■ Task directions
Collect every line in the rows below that contains the word "sofa".
— start of Data in this exercise —
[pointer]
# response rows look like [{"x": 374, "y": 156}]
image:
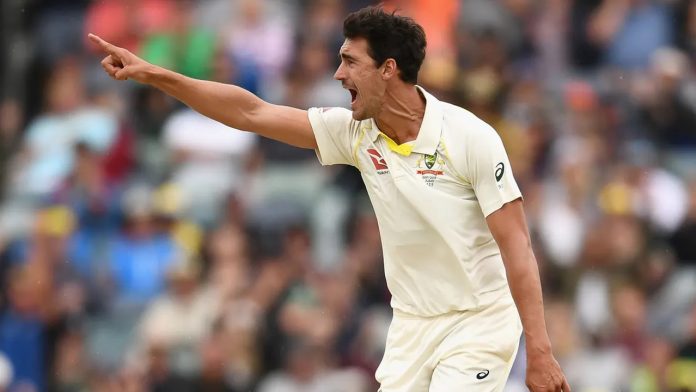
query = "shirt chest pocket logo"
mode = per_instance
[{"x": 378, "y": 161}]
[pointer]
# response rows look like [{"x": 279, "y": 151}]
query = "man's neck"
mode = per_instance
[{"x": 402, "y": 113}]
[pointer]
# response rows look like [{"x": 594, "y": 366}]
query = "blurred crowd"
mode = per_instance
[{"x": 144, "y": 247}]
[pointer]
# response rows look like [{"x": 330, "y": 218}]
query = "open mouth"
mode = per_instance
[{"x": 353, "y": 95}]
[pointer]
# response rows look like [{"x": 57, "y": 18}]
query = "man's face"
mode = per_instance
[{"x": 359, "y": 75}]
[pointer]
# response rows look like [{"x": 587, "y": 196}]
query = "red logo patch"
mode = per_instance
[{"x": 377, "y": 160}]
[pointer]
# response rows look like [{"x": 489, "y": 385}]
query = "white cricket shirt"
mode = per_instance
[{"x": 431, "y": 197}]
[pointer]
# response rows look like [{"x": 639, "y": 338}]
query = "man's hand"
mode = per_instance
[
  {"x": 121, "y": 64},
  {"x": 544, "y": 374}
]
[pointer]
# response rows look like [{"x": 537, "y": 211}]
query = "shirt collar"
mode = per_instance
[{"x": 431, "y": 128}]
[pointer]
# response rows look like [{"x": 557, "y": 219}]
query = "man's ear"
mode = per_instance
[{"x": 389, "y": 69}]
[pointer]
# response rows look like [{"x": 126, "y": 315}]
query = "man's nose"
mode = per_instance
[{"x": 339, "y": 74}]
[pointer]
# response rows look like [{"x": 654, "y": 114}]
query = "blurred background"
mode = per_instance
[{"x": 144, "y": 247}]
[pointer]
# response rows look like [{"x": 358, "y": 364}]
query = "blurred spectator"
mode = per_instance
[
  {"x": 181, "y": 45},
  {"x": 48, "y": 144},
  {"x": 683, "y": 238},
  {"x": 22, "y": 333},
  {"x": 306, "y": 370},
  {"x": 631, "y": 30},
  {"x": 125, "y": 23},
  {"x": 144, "y": 247},
  {"x": 179, "y": 319},
  {"x": 141, "y": 254}
]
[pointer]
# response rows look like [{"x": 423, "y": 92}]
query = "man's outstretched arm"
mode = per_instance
[
  {"x": 228, "y": 104},
  {"x": 509, "y": 228}
]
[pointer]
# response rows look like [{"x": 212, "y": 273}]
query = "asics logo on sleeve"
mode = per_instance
[{"x": 499, "y": 171}]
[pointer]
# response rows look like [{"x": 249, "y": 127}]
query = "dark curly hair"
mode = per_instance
[{"x": 389, "y": 36}]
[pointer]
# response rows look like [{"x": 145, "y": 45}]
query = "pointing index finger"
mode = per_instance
[{"x": 107, "y": 47}]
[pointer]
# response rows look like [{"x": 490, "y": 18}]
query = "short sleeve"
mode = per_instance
[
  {"x": 489, "y": 171},
  {"x": 336, "y": 134}
]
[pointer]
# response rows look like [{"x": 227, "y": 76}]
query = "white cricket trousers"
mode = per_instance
[{"x": 469, "y": 351}]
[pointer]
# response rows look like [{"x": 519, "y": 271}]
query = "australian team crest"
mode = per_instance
[
  {"x": 430, "y": 160},
  {"x": 433, "y": 168}
]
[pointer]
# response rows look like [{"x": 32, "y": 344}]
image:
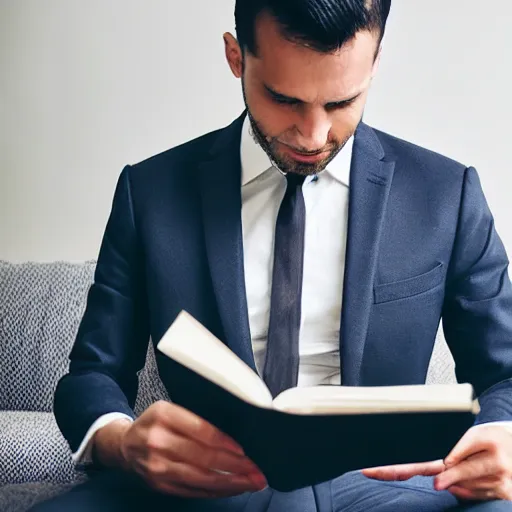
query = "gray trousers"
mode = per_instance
[{"x": 116, "y": 492}]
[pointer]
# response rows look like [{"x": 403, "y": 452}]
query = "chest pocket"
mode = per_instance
[{"x": 409, "y": 287}]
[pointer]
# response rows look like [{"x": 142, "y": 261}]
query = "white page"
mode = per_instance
[
  {"x": 189, "y": 343},
  {"x": 366, "y": 400}
]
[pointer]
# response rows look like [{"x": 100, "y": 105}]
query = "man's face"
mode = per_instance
[{"x": 303, "y": 105}]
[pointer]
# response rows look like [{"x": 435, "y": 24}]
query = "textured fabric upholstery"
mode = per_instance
[
  {"x": 32, "y": 449},
  {"x": 22, "y": 497},
  {"x": 40, "y": 309}
]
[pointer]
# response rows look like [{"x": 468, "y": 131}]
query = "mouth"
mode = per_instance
[{"x": 310, "y": 158}]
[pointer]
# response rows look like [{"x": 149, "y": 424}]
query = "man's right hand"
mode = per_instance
[{"x": 178, "y": 453}]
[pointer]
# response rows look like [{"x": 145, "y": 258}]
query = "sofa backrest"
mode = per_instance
[{"x": 41, "y": 305}]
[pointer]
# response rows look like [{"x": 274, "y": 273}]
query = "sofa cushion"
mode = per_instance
[
  {"x": 40, "y": 310},
  {"x": 33, "y": 450}
]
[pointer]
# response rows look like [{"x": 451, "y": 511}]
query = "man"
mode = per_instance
[{"x": 274, "y": 232}]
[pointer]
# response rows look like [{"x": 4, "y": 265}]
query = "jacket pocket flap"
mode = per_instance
[{"x": 409, "y": 287}]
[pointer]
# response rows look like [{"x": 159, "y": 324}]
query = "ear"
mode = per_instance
[
  {"x": 376, "y": 63},
  {"x": 233, "y": 54}
]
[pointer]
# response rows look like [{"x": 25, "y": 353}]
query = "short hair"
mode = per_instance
[{"x": 324, "y": 25}]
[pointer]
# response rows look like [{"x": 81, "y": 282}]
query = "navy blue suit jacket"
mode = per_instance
[{"x": 421, "y": 246}]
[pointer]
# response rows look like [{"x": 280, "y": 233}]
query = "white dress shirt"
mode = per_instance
[{"x": 326, "y": 200}]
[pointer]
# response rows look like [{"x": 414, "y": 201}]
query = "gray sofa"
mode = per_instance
[{"x": 40, "y": 310}]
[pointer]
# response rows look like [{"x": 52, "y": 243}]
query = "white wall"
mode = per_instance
[{"x": 86, "y": 87}]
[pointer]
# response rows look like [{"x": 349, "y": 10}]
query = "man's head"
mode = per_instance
[{"x": 306, "y": 68}]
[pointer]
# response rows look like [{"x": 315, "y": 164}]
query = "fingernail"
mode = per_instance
[
  {"x": 258, "y": 480},
  {"x": 233, "y": 447},
  {"x": 439, "y": 485}
]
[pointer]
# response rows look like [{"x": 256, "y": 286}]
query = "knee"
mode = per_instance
[{"x": 491, "y": 506}]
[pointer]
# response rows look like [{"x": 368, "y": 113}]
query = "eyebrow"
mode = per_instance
[{"x": 297, "y": 101}]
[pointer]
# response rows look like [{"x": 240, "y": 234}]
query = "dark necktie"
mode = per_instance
[{"x": 281, "y": 368}]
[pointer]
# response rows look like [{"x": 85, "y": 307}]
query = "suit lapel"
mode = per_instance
[
  {"x": 370, "y": 182},
  {"x": 220, "y": 187}
]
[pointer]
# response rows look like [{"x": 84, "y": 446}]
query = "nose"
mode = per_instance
[{"x": 313, "y": 127}]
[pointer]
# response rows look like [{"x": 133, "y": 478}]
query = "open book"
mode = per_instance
[{"x": 308, "y": 435}]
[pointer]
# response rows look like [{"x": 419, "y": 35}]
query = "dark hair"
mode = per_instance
[{"x": 324, "y": 25}]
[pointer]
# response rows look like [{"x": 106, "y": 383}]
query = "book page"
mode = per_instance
[
  {"x": 189, "y": 343},
  {"x": 368, "y": 400}
]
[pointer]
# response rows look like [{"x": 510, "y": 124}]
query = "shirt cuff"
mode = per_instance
[{"x": 84, "y": 453}]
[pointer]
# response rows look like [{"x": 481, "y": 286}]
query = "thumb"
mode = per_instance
[{"x": 471, "y": 443}]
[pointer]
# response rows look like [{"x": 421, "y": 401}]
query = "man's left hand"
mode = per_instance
[{"x": 478, "y": 468}]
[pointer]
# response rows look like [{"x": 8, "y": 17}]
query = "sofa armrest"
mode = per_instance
[{"x": 32, "y": 449}]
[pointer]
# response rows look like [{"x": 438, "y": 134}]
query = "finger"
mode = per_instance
[
  {"x": 466, "y": 494},
  {"x": 182, "y": 449},
  {"x": 212, "y": 481},
  {"x": 474, "y": 441},
  {"x": 480, "y": 484},
  {"x": 190, "y": 425},
  {"x": 476, "y": 466},
  {"x": 405, "y": 471}
]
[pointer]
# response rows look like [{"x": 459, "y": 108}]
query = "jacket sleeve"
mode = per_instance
[
  {"x": 113, "y": 336},
  {"x": 477, "y": 313}
]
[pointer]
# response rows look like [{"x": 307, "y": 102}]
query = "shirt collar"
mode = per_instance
[{"x": 255, "y": 161}]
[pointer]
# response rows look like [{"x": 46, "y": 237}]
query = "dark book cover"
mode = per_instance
[{"x": 295, "y": 451}]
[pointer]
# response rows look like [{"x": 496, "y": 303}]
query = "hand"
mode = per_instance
[
  {"x": 178, "y": 453},
  {"x": 478, "y": 468}
]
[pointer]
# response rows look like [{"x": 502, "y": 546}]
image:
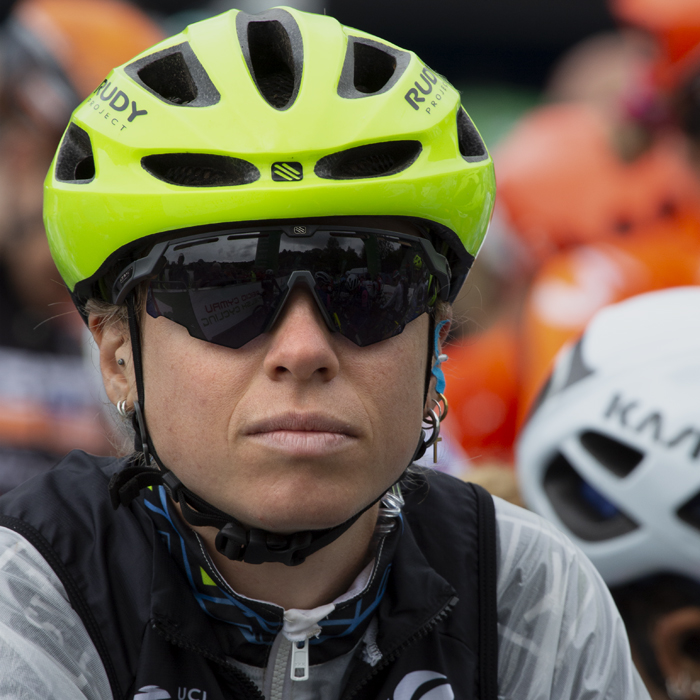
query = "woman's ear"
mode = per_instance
[
  {"x": 114, "y": 344},
  {"x": 676, "y": 644}
]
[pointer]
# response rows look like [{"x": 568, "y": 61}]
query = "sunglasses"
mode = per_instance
[{"x": 229, "y": 286}]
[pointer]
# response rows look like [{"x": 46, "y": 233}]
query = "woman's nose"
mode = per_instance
[{"x": 301, "y": 344}]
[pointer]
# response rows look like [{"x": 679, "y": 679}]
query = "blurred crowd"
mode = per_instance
— end of Data in this exercise —
■ Complete answer
query = "sofa backrest"
query = "sofa cushion"
query = "gray sofa"
query = "sofa armrest"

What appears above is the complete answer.